====== Text ======

5. Content moderation
The final layer calls the OpenAI Moderation API. This is a free API — it doesn’t consume any of your AI credits. It checks for harassment, hate speech, self-harm, sexual content, and violence across all standard categories.
This catches the submissions that pass heuristic checks but contain genuinely harmful content. The API is fast, free, and purpose-built for exactly this use case.
Intelligent strategy: LLM-powered contextual analysis
Standard filtering is rule-based. It catches the obvious stuff — bots, throwaway emails, link farms, abuse. But some spam is subtler. A well-crafted promotional message with no profanity, no suspicious links, and a real email address will sail through heuristics.
That’s where Intelligent filtering comes in.
For 1 AI credit per submission, Postbox sends the submission content to an LLM with explicit instructions to analyze it for spam indicators. The model evaluates:
- Promotional content — unsolicited marketing, SEO pitches, “business opportunities”
- Irrelevant data — submissions that don’t match the form’s purpose
- Gibberish — random characters, keyboard mashing, test submissions
- Phishing attempts — requests for credentials, financial information, or personal data
- Bot patterns — templated text, mail-merge artifacts, generic greetings
- Category spam — crypto, gambling, pharmaceutical, and adult content promotion
The model returns a confidence score and a human-readable reason explaining why it flagged (or didn’t flag) the submission. We run it at temperature 0.0 for deterministic output — the same submission produces the same result every time.
This is the kind of analysis that’s impossible with rules alone. The LLM understands context. It knows that “I’d love to discuss a partnership” on a contact form is probably spam, while the same phrase on a partnerships inquiry form is legitimate.
Pipeline order matters
Spam detection runs first in the processing pipeline — before auto-translation and before smart replies. This is deliberate. Translation costs credits. Smart replies cost credits. If a submission is spam, we don’t want to spend credits translating and replying to it.
The pipeline looks like this:
- Spam filtering — Standard or Intelligent
- Auto-translation — if the submission is in a foreign language
- Smart replies — if auto-reply is configured
If step 1 catches spam, steps 2 and 3 never run. Your credits don’t get wasted on junk.

====== Data provided ======

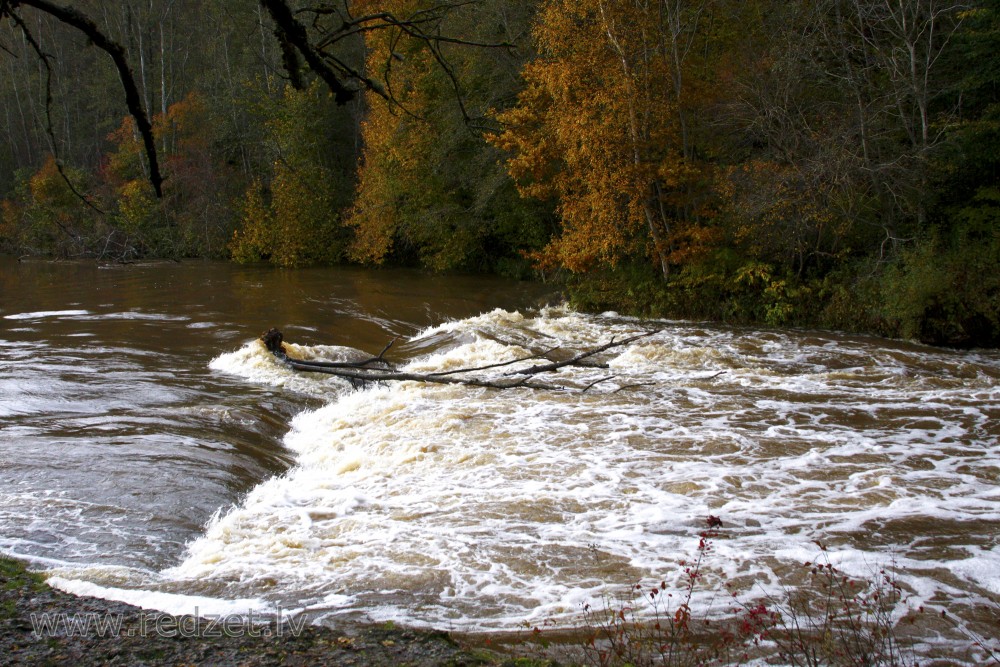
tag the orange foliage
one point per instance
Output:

======

■ **Questions on the material**
• 1. Reproduce the spam-filtering text starting with "This catches the" and going on through "filtering comes in.", and substitute "disposable addresses" for "throwaway emails".
• 2. Proceed with the spam-filtering text from the point where it stops.

■ **Answers to the exercise**
• 1.
This catches the submissions that pass heuristic checks but contain genuinely harmful content. The API is fast, free, and purpose-built for exactly this use case.
Intelligent strategy: LLM-powered contextual analysis
Standard filtering is rule-based. It catches the obvious stuff — bots, disposable addresses, link farms, abuse. But some spam is subtler. A well-crafted promotional message with no profanity, no suspicious links, and a real email address will sail through heuristics.
That’s where Intelligent filtering comes in.

• 2.
Spam folder, not spam deletion
Flagged submissions go to a spam folder. We don’t delete them. No spam filter is perfect, and false positives happen. You can review flagged submissions, unflag legitimate ones, and move them back to your inbox.
This is a deliberate design choice. Aggressive spam filters that silently delete submissions are worse than no filter at all — at least with no filter, you can manually sort through everything. With silent deletion, you’ll never know what you missed.
Why this matters
Most form backends punt on spam entirely. They give you a CAPTCHA widget, tell you to add it to your frontend, and wash their hands of the problem. That approach fails for three reasons:
-
CAPTCHAs are client-side. If your data is coming from a script, an agent, or a curl command, there’s no browser to render a CAPTCHA in. Server-side filtering works regardless of the source.
-
CAPTCHAs are friction. Every CAPTCHA is a user asking themselves “is filling out this form worth solving a puzzle?” Some percentage will say no. That’s lost data you’ll never get back.
-
CAPTCHAs are defeatable. Services exist that solve CAPTCHAs for pennies. Bots use them routinely. A CAPTCHA is a speed bump, not a wall.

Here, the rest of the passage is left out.